(INPUT FOR THIS TASK Opens)

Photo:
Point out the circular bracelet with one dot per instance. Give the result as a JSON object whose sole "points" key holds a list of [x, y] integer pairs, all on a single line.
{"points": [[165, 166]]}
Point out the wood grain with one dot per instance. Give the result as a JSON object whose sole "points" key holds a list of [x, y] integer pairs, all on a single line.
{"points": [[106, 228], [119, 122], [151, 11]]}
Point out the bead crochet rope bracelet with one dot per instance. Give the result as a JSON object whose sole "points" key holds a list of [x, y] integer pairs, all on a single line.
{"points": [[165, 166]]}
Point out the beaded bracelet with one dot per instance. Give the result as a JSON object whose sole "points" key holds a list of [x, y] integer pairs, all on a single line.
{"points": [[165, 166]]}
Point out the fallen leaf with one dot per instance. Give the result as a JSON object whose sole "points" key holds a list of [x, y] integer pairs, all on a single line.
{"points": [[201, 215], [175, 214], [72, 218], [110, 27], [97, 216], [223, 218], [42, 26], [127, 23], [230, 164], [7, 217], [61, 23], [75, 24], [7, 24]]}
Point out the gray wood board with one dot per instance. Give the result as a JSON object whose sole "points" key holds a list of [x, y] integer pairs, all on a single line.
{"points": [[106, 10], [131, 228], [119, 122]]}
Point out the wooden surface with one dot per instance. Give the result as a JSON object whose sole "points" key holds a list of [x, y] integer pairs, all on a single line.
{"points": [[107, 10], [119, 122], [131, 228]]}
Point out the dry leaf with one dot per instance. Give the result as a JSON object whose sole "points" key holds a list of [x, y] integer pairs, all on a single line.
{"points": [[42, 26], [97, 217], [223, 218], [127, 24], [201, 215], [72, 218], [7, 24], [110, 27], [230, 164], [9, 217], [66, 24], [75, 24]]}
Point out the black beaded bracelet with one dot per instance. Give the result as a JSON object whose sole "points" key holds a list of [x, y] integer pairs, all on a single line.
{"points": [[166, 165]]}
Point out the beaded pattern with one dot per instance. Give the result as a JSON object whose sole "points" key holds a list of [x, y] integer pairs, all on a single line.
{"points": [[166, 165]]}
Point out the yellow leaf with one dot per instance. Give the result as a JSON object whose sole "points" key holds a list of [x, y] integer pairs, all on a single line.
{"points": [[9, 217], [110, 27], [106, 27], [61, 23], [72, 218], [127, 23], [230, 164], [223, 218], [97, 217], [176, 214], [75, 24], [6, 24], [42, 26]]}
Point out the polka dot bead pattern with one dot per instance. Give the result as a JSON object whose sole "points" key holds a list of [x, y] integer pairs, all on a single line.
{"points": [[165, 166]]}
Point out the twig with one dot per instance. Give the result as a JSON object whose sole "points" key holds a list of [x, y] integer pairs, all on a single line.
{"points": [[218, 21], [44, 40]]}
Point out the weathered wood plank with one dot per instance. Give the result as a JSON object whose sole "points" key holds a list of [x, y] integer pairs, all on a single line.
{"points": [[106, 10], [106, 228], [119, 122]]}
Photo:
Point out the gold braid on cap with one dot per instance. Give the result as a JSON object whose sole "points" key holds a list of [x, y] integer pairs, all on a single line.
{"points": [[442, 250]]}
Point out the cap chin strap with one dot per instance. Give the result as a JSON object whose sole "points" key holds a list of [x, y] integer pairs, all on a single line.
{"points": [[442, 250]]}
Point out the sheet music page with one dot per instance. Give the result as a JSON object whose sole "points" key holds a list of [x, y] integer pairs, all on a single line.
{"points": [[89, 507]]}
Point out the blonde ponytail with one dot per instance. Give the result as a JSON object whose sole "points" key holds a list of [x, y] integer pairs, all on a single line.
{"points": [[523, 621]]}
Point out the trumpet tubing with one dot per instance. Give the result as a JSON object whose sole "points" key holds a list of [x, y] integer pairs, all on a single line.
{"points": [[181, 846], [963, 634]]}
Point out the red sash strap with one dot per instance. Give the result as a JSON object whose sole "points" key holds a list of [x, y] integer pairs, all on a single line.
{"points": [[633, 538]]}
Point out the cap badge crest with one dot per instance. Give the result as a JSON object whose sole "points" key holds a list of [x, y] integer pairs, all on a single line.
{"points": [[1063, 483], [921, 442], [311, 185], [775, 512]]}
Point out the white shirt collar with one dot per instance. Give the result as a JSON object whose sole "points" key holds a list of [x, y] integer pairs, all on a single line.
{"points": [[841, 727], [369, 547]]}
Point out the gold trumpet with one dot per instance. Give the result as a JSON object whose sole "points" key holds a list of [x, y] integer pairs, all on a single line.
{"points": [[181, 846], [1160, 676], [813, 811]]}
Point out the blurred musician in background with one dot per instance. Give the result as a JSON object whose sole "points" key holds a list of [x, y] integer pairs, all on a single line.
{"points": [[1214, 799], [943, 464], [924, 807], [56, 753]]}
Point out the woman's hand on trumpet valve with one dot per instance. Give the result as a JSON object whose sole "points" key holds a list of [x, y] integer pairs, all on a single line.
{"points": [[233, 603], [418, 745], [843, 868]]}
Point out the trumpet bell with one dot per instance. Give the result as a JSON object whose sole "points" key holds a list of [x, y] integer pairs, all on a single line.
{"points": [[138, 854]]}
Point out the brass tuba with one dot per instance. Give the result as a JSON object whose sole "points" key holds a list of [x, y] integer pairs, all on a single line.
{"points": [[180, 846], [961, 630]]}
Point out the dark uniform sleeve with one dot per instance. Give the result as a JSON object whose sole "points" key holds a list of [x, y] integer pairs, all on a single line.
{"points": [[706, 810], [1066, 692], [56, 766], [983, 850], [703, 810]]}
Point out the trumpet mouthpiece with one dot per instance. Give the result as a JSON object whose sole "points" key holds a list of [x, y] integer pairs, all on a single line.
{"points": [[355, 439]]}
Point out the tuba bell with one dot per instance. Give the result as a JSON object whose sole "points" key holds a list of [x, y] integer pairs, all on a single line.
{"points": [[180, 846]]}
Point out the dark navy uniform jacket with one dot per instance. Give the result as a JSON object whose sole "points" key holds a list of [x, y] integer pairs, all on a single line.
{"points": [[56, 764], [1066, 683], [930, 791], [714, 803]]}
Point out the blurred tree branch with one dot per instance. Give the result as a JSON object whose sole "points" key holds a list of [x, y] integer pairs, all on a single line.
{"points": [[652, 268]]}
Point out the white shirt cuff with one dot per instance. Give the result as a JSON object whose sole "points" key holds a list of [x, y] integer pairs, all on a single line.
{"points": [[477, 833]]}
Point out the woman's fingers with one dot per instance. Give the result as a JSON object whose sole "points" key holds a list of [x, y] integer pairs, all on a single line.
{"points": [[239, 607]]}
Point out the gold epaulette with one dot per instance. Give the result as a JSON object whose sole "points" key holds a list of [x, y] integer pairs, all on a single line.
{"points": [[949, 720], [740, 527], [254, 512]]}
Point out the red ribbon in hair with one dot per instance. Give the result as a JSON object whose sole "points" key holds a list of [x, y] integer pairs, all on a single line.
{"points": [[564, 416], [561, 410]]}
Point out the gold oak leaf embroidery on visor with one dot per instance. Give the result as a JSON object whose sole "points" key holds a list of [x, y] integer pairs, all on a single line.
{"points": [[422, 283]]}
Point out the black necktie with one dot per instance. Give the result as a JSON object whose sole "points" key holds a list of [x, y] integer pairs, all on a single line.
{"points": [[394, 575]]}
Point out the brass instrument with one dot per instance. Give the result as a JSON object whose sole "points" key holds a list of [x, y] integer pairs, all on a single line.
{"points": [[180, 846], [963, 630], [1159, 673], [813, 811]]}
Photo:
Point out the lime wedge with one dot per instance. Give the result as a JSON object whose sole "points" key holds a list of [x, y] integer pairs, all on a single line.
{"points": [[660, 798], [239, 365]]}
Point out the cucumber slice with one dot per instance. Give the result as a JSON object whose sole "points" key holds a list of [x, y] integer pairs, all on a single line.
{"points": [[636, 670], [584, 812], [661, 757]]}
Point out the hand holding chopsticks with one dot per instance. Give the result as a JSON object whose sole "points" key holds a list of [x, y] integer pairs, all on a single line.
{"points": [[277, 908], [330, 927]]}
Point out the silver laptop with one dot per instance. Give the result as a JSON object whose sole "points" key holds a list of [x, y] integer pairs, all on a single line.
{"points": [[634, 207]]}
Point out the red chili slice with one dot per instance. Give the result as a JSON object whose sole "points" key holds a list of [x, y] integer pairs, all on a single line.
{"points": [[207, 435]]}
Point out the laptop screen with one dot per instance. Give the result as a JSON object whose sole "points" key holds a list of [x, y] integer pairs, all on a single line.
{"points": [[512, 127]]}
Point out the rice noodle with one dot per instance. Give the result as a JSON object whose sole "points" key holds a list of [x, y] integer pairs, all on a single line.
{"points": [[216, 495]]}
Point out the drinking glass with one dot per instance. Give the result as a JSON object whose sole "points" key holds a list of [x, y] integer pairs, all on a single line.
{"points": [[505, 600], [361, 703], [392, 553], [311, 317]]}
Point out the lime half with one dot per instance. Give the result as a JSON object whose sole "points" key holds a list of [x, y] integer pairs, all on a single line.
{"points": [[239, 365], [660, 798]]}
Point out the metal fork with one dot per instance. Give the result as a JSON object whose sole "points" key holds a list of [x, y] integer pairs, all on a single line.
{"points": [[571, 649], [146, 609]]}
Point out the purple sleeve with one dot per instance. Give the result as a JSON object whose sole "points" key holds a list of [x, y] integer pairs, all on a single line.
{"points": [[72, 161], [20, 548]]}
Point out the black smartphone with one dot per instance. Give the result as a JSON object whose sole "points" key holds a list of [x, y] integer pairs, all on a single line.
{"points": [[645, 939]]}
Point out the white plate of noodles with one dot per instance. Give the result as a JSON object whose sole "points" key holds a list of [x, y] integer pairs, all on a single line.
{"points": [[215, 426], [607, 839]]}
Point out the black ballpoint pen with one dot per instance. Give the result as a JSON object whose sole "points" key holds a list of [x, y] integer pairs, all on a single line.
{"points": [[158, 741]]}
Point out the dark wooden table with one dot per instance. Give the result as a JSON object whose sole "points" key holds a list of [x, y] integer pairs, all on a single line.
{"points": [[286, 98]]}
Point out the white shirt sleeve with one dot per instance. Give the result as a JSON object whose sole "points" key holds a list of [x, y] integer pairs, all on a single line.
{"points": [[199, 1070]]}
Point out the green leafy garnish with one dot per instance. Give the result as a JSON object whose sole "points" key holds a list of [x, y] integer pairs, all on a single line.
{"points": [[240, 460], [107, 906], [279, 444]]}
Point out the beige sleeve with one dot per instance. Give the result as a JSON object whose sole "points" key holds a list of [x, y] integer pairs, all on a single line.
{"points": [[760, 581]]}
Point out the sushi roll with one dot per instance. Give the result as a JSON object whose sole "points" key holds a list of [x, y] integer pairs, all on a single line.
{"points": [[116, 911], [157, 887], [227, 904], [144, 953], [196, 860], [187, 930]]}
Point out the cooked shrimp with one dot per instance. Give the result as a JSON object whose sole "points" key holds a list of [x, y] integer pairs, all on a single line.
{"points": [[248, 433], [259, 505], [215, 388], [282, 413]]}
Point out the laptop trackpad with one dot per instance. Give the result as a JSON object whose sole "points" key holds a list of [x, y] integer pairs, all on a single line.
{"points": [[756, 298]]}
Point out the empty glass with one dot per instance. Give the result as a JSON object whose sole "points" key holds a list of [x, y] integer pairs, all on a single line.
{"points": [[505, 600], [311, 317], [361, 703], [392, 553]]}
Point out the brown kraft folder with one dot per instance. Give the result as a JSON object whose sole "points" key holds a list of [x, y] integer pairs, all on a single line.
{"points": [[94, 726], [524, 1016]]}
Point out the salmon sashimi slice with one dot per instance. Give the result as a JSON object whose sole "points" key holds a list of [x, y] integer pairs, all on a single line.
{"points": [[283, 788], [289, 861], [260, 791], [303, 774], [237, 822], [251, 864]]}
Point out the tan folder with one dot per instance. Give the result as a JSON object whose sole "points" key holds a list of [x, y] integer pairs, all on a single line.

(INPUT FOR THIS TASK Closes)

* _TO DO_:
Only the lines from the one holding "Point out the cooked" to the end of the entries above belong in the answer, each copied exactly.

* _EXERCISE SOLUTION_:
Point out the cooked shrimp with one dot per instance. Give the result as a JSON object whose sole "points" key holds a list of [x, y] integer pairs, all on a single line.
{"points": [[248, 433], [259, 505], [215, 388], [282, 413]]}
Point out the laptop trackpad with one dot per instance. Give the result as a JSON object whose sole "points" key holds a list of [x, y] integer pairs, all on a single line.
{"points": [[756, 298]]}
Point out the empty glass with one dot per instance. Give the result as a JSON object whose sole "points" key holds a list of [x, y] integer pairs, all on a single line.
{"points": [[505, 600], [311, 317], [361, 703], [392, 553]]}
Point out the brown kraft folder with one dot per instance. Give the result as a JSON object whose sole "points" key holds a list of [x, y] integer pairs, all on a single line.
{"points": [[94, 726], [524, 1016]]}
Point out the salmon sashimi slice with one dot per instance. Give the result as a JSON object whose sole "points" key holds a list of [x, y] integer pairs, all on a single line.
{"points": [[283, 788], [289, 861], [260, 791], [303, 774], [237, 822], [251, 864]]}
Point out the tan folder with one dot per instance. Give the result as a JSON object whose sole "points" key holds a list of [x, y] integer pairs, all on a single line.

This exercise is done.